* ТЕКСТ ДЛЯ УПРАЖНЕНИЯ:
§

Требуется определять, присутствует ли во взаимодействии равенство сторон или один из участников осуществляет контроль, обладая большей силой и возможностью заставить другого действовать так, как он того хочет. Классическое выражение этого может быть найдено в международных и частных договорах. Если очень сильная сторона заключает договор со стороной слабой, соглашение формулируется в терминах союза; другими словами, даже в случае аннексии договор выглядит как соглашение равных; однако можно не сомневаться: de facto все права принадлежат сильной стороне (за исключением, как правило, языка), хоть формально заключившие соглашение стороны и равны. Такая же история имеет место в бизнесе; в римском праве это называлось societas leonine – «общество льва»: большая фирма создает ассоциацию, заключает договор о слиянии с мелкими фирмами. По закону это выглядит так, как будто две стороны добровольно заключают контракт, но на деле большая фирма просто захватывает меньшую, для которой это вовсе не добровольный выбор. Формального определения взаимодействия недостаточно, оно слишком абстрактно. В любом человеческом взаимодействии значение в первую очередь имеет относительное равенство партнеров.

§

* ПРЕДСТАВЛЕННЫЕ ДАННЫЕ:

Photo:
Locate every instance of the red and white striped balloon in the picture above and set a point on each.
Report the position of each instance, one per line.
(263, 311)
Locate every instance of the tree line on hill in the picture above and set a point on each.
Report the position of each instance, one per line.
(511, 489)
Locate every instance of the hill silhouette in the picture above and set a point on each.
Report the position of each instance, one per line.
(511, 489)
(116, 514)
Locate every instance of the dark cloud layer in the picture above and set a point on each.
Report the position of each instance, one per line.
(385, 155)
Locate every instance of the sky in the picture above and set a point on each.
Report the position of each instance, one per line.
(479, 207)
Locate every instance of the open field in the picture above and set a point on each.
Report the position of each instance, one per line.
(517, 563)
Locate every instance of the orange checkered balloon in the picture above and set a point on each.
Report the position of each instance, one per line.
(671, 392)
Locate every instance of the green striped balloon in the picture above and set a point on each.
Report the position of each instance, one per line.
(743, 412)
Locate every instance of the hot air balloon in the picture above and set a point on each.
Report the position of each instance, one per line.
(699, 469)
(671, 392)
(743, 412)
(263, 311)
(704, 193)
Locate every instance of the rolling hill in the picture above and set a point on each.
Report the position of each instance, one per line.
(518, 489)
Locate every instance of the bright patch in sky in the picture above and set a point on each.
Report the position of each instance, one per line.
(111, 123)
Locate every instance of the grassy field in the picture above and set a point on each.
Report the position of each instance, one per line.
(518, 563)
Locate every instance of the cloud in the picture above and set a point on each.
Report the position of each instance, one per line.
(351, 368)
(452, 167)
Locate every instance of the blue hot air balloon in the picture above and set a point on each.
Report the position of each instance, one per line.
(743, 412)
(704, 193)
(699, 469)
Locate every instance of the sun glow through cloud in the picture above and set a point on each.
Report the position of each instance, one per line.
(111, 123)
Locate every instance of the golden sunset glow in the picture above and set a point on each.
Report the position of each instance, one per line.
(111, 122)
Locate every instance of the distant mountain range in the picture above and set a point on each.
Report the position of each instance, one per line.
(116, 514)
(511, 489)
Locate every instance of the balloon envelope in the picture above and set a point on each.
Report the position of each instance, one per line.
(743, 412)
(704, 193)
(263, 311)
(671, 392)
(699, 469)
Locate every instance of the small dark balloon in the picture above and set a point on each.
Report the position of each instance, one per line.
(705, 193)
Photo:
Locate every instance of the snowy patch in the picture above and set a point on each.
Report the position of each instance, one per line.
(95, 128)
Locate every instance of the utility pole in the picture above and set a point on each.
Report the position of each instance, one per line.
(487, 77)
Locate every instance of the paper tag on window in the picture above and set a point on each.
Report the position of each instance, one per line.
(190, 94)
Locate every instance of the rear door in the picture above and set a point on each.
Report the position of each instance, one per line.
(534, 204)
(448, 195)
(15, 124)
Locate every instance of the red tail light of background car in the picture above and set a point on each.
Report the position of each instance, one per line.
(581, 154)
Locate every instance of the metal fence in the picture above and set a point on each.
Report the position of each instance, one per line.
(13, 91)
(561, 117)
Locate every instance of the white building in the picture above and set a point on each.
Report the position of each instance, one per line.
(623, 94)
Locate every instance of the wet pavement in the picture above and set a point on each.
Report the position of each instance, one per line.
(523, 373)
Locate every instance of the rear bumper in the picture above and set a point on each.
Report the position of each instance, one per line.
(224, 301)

§

* ЗАДАНИЯ ПО ТЕКСТУ:
1. Перечислите все действия, которые в тексте о равенстве сторон приписываются большой фирме.
2. Изложите в виде краткого списка основные положения абзаца текста о равенстве сторон, начинающегося словами «Требуется определять, присутствует ли во взаимодействии».
Приведенные записи для этой работы не используются.

* ОТВЕТЫ К ЗАДАНИЯМ:
1.
- создает ассоциацию;
- заключает договор о слиянии с мелкими фирмами;
- захватывает меньшую фирму.

2.
- Во взаимодействии нужно определять, равны ли стороны или одна из них, будучи сильнее, контролирует другую.
- Классический пример — международные и частные договоры: соглашение сильной стороны со слабой оформляется как союз равных даже при аннексии, но de facto все права, кроме, как правило, языка, принадлежат сильной стороне.
- То же происходит в бизнесе (в римском праве — societas leonine, «общество льва»): по закону слияние большой фирмы с мелкими выглядит добровольным, на деле большая фирма захватывает меньшую.
- Формальное определение взаимодействия слишком абстрактно и недостаточно.
- Главное в любом человеческом взаимодействии — относительное равенство партнеров.